Pick out each line of the data below that contains the word "mane", and copy those lines.

[begin DATASET]

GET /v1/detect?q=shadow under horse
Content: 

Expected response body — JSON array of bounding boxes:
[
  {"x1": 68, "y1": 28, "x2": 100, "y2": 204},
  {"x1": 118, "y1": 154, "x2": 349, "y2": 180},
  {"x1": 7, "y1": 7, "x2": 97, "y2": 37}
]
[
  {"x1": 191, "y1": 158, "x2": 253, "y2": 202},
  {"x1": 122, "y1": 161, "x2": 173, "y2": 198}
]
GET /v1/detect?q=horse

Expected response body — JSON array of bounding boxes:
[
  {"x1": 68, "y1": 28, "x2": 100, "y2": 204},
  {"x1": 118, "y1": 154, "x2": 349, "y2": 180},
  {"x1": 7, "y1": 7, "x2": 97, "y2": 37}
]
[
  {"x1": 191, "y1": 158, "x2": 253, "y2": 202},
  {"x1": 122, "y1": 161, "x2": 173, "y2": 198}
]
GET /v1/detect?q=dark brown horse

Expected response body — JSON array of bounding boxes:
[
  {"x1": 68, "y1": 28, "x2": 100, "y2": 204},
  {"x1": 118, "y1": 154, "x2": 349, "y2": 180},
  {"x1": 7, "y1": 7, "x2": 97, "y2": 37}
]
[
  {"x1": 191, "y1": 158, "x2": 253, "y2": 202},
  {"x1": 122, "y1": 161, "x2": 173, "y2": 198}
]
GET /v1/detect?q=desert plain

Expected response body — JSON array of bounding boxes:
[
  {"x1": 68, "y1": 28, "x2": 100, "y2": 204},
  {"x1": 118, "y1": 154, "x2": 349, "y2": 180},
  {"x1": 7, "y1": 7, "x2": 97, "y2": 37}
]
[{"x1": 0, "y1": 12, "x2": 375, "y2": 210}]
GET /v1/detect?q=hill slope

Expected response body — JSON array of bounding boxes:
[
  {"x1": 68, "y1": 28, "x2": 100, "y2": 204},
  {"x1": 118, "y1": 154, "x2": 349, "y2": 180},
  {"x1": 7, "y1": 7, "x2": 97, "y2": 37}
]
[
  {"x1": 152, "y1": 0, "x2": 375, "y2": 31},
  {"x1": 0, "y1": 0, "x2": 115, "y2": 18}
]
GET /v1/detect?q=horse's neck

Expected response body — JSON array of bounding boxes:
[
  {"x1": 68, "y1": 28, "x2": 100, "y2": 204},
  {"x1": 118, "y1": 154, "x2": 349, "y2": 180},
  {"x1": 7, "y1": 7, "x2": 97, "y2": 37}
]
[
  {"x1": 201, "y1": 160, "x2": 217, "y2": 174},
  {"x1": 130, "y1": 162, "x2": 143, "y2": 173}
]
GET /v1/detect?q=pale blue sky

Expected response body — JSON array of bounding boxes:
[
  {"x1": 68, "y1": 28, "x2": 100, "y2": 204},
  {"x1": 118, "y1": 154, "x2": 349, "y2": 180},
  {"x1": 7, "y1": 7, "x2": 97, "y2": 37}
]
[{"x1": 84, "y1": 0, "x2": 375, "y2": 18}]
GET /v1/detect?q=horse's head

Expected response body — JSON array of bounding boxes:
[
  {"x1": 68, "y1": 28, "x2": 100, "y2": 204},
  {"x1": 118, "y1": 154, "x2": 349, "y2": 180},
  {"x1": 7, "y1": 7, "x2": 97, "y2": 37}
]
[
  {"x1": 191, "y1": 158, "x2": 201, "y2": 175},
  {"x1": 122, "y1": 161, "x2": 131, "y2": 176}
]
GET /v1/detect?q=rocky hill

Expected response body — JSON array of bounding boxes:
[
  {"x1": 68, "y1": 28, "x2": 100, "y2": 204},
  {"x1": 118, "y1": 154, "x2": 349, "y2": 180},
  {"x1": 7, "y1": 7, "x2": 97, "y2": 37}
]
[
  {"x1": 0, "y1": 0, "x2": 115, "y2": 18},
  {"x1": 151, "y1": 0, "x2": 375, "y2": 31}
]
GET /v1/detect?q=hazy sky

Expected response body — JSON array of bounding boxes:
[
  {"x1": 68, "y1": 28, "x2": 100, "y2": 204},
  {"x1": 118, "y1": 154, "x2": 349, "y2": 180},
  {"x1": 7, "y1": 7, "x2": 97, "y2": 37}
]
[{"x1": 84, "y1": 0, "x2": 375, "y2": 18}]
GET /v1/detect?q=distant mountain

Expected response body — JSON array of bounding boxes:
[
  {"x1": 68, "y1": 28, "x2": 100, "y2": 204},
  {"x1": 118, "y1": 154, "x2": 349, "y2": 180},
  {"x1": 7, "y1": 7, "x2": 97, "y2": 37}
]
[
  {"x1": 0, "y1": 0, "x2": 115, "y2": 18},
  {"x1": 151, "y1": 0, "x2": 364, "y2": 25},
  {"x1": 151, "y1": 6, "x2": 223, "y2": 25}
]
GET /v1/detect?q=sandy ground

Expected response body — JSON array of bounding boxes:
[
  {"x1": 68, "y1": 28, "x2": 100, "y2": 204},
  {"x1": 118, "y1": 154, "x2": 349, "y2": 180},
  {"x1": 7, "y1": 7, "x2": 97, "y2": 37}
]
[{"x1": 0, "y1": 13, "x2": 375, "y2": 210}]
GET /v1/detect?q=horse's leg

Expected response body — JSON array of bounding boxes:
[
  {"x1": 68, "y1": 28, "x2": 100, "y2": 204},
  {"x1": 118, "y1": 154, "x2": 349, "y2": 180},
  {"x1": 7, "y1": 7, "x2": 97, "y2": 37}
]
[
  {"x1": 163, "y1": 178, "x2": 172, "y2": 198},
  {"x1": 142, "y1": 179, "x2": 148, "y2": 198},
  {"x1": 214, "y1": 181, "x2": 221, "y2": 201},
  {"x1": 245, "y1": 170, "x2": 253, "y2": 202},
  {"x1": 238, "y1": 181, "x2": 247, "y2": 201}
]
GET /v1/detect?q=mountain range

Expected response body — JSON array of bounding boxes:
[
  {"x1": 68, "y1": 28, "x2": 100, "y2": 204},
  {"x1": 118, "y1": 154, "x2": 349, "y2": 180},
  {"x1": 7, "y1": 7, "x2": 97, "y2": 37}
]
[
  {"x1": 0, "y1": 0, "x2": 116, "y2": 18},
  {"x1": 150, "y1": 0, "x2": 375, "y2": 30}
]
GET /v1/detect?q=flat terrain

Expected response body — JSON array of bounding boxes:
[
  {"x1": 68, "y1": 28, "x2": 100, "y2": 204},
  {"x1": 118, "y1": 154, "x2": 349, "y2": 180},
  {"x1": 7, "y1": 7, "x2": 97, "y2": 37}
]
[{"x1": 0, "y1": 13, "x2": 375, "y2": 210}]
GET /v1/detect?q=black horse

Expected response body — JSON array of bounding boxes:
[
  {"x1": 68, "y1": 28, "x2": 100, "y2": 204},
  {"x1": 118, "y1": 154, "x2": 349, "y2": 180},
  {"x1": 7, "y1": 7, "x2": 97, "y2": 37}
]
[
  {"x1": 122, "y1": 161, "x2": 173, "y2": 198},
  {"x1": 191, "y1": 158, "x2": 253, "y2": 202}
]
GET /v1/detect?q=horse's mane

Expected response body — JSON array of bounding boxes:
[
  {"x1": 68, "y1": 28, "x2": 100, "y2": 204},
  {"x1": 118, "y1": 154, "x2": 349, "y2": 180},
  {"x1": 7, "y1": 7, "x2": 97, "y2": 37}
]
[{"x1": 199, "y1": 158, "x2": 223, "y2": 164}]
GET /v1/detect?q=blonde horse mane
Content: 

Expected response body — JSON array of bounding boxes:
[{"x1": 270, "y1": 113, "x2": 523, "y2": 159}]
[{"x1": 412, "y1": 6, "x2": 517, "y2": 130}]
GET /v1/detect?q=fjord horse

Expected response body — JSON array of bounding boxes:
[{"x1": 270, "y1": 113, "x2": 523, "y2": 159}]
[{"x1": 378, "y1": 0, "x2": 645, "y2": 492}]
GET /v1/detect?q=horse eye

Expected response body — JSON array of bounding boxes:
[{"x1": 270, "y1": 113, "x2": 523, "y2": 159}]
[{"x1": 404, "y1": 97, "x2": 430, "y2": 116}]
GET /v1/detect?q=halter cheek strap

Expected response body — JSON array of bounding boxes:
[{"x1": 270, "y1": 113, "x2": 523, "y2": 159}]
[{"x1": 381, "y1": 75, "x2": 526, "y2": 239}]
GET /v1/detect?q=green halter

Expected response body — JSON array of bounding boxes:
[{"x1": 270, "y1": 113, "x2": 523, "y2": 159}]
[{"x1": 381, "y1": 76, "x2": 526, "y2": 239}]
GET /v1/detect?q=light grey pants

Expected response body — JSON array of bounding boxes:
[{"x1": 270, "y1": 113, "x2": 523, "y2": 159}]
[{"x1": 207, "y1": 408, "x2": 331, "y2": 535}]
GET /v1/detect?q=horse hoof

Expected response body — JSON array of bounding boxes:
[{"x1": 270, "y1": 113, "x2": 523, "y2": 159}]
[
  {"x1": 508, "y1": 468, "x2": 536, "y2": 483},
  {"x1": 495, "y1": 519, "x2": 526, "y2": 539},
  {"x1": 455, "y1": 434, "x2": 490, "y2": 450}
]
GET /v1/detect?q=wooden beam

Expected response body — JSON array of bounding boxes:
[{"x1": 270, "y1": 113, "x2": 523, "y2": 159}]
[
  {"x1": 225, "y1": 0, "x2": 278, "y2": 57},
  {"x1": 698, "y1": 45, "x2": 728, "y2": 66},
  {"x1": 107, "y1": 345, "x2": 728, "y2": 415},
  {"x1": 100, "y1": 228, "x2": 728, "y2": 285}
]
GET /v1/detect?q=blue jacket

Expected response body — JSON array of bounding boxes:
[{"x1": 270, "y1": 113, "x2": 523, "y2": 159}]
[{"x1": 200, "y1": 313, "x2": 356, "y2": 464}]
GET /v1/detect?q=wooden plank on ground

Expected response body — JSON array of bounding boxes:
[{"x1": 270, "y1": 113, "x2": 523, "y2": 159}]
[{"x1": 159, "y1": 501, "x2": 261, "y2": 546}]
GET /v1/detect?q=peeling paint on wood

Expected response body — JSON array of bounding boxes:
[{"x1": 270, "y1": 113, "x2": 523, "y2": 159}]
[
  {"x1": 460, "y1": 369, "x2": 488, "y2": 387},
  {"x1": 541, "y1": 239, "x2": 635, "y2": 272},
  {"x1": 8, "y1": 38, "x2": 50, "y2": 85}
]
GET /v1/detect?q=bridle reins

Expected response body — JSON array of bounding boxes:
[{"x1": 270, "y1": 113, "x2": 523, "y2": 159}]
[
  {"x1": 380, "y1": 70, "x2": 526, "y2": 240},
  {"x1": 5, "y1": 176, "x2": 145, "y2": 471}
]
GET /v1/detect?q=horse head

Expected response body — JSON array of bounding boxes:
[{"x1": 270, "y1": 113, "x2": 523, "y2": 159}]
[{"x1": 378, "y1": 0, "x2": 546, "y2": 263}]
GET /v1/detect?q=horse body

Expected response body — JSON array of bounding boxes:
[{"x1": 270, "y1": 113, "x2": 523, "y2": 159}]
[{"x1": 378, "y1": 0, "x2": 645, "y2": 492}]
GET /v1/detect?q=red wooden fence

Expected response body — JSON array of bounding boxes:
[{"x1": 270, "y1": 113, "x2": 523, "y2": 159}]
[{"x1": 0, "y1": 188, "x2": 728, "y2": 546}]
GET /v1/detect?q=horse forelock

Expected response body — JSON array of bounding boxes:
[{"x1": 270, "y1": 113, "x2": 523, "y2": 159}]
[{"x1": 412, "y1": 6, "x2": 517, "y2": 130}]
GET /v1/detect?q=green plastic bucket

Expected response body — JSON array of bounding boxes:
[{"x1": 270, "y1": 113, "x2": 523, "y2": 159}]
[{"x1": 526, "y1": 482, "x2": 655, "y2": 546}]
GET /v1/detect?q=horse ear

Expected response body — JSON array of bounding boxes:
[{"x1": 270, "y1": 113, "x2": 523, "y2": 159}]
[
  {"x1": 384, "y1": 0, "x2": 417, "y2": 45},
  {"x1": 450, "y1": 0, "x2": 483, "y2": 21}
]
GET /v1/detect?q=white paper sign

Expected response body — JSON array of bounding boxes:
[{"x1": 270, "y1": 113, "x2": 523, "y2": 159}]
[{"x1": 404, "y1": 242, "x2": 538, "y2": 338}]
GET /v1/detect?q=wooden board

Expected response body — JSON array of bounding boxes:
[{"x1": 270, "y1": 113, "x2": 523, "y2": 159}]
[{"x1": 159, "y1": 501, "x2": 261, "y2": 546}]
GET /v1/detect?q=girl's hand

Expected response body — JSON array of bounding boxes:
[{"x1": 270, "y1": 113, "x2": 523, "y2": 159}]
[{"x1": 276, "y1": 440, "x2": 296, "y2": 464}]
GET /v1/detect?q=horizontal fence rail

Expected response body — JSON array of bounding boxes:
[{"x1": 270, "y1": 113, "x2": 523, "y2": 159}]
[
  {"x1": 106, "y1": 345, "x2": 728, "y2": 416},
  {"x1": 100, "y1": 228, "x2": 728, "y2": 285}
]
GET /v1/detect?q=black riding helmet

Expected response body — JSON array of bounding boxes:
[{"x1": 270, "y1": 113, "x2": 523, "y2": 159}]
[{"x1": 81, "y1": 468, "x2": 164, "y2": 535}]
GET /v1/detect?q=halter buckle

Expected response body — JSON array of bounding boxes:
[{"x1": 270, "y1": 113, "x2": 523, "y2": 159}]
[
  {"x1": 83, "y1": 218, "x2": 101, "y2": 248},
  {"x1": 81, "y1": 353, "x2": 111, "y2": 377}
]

[end DATASET]

● ANSWER TO THIS PROBLEM:
GET /v1/detect?q=horse's mane
GET /v1/detect?q=blonde horse mane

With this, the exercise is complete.